▶ What is asked:
Rescale the rows between the line holding "form: point(7, 159)." and the line holding "point(2, 169)", inclusive, and reproduce only those lines, requests included. Multiply every coordinate in the answer points by 1.15 and round to the nearest whole number, with halves rounded up, while leaving the numbers in the requests and their format samples unchanged.

▶ Rows from a pointing dataset:
------------------------------------------------

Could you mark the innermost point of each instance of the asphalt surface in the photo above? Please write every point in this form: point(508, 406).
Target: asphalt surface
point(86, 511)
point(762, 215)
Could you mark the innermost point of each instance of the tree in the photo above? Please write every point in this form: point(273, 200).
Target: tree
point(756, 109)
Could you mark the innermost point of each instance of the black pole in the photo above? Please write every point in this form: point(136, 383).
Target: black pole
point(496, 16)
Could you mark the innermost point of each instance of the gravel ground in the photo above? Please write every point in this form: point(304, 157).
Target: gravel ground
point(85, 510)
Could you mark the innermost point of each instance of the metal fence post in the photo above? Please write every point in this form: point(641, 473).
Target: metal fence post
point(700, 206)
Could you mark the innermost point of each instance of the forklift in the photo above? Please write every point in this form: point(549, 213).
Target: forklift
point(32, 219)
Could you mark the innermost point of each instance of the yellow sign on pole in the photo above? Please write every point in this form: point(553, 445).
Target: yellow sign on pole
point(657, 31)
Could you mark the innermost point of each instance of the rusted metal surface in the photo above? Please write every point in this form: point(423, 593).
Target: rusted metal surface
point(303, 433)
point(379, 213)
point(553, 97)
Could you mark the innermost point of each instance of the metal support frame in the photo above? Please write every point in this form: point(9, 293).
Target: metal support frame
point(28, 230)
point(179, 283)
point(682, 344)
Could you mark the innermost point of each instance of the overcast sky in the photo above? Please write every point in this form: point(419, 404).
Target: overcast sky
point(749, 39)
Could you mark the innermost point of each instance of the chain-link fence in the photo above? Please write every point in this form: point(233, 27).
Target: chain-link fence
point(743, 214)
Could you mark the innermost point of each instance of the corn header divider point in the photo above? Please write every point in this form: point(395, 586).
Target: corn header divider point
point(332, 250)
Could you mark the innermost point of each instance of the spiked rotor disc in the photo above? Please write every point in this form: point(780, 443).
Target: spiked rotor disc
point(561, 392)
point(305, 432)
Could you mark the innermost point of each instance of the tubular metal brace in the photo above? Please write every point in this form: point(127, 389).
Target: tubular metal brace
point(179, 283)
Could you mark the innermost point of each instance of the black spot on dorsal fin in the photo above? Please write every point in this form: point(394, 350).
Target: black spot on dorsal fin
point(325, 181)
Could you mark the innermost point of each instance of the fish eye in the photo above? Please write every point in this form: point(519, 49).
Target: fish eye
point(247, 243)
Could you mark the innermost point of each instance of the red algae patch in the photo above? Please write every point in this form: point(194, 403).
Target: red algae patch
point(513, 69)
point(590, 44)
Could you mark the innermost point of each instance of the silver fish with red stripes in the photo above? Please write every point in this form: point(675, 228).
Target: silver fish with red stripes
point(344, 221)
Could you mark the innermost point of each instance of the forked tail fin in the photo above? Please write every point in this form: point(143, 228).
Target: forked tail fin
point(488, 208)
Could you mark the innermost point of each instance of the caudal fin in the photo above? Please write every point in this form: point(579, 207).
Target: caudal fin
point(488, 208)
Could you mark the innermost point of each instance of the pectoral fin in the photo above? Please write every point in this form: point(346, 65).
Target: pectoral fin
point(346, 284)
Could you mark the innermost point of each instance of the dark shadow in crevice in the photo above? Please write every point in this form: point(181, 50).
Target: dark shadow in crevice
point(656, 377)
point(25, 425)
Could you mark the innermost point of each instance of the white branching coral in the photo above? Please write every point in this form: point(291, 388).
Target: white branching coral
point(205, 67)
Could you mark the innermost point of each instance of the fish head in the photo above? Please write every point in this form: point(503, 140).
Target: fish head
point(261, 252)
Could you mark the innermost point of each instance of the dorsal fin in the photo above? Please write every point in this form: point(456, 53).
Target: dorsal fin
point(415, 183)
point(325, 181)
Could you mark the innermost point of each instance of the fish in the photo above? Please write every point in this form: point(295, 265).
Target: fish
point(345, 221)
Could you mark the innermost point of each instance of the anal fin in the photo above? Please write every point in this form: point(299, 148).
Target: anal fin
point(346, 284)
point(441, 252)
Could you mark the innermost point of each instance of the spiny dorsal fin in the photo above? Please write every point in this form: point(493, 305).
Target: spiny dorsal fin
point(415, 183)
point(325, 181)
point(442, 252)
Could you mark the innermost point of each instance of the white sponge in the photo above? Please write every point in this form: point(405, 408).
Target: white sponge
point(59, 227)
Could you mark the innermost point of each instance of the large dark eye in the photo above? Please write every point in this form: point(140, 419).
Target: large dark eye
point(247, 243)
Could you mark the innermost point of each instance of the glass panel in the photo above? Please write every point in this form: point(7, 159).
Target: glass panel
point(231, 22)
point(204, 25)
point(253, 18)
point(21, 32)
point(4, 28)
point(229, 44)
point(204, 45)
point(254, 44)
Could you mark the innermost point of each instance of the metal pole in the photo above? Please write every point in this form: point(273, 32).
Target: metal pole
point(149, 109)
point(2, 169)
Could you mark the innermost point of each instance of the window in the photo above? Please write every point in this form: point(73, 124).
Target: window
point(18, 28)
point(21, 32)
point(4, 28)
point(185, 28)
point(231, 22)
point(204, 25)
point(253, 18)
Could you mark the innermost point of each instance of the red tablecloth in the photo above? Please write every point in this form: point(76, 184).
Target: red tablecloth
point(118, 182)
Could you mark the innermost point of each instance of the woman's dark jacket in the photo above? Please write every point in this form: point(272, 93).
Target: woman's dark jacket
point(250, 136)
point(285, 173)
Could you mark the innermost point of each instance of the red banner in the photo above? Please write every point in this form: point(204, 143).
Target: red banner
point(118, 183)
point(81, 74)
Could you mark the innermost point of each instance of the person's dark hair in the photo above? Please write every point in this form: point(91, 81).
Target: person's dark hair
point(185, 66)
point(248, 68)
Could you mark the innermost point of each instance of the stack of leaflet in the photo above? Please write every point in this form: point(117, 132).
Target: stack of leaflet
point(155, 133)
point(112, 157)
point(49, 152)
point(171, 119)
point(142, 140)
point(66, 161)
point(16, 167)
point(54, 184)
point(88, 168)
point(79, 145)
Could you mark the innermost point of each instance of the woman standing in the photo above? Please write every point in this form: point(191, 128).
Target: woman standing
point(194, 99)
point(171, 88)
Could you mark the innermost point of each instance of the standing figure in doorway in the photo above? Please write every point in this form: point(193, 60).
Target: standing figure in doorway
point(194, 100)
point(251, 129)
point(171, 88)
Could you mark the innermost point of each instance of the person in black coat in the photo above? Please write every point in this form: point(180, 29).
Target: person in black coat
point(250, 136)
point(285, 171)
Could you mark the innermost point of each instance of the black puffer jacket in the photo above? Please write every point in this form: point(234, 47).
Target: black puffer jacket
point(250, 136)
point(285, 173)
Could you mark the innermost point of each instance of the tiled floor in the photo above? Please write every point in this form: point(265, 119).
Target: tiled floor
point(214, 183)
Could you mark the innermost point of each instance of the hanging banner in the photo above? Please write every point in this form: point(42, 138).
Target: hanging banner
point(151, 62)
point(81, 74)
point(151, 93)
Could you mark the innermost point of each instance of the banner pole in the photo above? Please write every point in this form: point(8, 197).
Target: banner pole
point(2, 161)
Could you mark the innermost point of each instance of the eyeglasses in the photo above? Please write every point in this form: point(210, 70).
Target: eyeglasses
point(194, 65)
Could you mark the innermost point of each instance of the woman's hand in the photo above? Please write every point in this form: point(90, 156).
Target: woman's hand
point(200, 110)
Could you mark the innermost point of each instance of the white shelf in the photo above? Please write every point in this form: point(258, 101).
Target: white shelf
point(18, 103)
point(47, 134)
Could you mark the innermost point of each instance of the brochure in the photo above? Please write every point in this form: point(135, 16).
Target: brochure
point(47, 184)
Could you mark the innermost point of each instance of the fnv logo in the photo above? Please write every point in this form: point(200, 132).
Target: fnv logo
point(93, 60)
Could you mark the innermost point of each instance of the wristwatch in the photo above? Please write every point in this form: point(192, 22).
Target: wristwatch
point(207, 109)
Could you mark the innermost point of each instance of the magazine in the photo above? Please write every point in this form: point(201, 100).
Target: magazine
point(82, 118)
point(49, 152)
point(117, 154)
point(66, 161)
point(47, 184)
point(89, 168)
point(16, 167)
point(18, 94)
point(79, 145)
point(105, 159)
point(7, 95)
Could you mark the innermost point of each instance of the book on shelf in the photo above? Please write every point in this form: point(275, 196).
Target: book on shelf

------------------------------------------------

▶ Response below:
Could you mark the innermost point of each instance of the glass panel in the photo above? Please write every point in this form: point(7, 159).
Target: glass panel
point(266, 25)
point(235, 29)
point(291, 21)
point(24, 37)
point(5, 32)
point(263, 51)
point(235, 52)
point(292, 51)
Could you mark the innermost point of each instance of the metal pole in the photo above? Please write every point in this form: point(273, 32).
Target: metal pole
point(171, 125)
point(2, 194)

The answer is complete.